■ Task requirements
Print, exactly as they appear, only the lines from the line that contains "Target: girl's hand" through the end of the listing.
○ ○ ○
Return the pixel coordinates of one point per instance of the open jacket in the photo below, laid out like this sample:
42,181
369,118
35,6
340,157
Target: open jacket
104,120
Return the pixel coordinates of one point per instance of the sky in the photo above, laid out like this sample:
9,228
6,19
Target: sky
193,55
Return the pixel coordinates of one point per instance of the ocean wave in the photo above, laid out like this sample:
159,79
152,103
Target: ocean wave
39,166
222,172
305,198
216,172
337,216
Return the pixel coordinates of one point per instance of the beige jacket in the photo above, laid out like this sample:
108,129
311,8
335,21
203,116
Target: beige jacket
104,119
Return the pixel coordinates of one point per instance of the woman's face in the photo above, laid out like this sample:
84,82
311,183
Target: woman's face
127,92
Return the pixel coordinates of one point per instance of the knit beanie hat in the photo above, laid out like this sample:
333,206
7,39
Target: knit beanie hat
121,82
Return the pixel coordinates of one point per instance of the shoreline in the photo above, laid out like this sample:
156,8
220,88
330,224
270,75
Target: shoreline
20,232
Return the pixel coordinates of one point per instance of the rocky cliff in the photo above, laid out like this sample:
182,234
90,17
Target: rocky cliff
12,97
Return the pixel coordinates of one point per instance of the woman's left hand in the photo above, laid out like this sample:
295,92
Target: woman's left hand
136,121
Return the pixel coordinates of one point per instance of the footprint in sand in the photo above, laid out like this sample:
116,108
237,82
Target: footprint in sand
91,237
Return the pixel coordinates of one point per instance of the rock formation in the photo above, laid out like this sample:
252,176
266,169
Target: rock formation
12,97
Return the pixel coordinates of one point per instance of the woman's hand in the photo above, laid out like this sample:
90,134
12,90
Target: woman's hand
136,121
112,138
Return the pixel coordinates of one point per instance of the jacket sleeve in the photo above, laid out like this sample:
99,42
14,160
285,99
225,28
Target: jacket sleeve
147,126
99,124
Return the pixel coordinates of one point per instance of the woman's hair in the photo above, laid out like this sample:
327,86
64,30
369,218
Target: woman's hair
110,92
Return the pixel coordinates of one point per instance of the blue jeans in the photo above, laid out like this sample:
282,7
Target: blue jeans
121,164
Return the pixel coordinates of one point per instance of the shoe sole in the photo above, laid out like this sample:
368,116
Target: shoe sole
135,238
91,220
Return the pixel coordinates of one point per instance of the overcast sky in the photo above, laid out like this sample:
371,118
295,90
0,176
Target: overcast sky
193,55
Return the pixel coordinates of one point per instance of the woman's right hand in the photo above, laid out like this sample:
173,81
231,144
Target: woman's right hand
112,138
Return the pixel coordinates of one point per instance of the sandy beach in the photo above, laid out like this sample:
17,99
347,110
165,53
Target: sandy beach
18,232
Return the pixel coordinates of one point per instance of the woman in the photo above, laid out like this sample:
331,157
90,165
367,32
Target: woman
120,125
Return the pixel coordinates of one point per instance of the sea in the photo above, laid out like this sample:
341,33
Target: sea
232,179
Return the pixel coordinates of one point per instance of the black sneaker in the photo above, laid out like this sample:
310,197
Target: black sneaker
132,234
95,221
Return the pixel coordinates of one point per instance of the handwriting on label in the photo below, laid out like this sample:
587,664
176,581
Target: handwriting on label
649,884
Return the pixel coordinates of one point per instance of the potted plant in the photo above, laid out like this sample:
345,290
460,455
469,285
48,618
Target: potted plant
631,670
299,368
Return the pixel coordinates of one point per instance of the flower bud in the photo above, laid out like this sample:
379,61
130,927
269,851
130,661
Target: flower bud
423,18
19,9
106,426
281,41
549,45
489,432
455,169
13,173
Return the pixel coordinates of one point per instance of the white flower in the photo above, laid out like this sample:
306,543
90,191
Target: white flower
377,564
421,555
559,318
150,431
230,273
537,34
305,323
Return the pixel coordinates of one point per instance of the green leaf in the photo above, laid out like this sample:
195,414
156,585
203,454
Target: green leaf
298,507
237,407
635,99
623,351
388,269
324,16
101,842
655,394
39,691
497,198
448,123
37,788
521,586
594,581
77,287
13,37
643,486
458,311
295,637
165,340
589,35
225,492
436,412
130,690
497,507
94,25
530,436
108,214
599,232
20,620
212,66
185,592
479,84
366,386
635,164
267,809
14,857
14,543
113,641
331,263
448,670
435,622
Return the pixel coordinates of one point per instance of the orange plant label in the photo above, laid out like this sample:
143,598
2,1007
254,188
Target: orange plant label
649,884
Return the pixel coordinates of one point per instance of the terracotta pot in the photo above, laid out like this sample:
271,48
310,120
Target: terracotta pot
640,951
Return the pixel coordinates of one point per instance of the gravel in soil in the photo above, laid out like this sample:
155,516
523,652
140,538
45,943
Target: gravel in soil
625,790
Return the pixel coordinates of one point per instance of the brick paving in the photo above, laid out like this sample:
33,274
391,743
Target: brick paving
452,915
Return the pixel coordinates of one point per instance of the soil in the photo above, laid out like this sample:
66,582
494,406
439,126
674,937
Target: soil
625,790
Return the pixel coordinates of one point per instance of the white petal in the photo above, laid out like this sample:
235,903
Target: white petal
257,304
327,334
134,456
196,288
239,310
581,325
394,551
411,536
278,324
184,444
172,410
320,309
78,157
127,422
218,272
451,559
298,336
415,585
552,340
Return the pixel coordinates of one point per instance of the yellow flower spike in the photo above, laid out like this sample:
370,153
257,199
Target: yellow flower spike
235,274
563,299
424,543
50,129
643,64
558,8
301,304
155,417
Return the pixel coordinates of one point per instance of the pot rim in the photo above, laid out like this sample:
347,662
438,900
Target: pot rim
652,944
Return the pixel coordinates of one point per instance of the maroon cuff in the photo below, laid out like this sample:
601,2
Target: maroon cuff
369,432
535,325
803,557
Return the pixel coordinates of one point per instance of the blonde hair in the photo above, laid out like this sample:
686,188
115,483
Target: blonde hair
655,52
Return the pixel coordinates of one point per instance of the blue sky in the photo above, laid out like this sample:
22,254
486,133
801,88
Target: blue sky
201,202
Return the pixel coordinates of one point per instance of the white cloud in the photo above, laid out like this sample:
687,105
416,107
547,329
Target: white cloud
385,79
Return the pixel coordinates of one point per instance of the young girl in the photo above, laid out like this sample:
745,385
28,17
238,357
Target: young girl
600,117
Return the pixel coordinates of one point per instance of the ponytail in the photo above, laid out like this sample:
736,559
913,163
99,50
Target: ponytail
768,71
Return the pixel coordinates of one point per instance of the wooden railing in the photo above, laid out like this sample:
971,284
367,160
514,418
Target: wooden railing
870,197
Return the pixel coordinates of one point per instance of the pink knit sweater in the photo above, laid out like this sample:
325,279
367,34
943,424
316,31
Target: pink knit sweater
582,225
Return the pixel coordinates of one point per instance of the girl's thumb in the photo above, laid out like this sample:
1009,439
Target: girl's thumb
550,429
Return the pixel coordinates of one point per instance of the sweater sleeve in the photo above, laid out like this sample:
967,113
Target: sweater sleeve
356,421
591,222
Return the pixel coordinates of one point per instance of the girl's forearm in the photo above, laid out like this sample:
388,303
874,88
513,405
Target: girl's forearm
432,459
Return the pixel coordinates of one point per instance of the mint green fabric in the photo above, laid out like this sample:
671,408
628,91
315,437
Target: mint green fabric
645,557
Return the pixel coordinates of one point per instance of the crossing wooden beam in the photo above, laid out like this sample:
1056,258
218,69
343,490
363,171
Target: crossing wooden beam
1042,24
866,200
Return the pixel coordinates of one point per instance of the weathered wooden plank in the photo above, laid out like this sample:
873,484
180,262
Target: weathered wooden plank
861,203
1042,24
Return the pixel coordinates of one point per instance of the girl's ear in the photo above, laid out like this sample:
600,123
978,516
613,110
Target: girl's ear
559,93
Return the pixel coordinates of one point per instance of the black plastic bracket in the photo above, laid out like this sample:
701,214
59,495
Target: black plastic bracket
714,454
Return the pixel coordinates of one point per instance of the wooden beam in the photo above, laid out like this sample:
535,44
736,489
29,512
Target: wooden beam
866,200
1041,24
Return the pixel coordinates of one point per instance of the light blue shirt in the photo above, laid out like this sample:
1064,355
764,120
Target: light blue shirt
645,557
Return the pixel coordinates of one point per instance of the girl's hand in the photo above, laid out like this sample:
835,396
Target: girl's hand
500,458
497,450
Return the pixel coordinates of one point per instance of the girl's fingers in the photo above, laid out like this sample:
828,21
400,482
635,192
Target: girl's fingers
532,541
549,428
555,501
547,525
○ ○ ○
■ Solution to the exercise
Target: girl's hand
500,458
497,450
Return the pixel coordinates of one point per instance of the girl's fingers in the photo above, laid out like this sample:
828,21
400,482
635,192
Target: girl's fingers
532,541
549,428
555,501
547,525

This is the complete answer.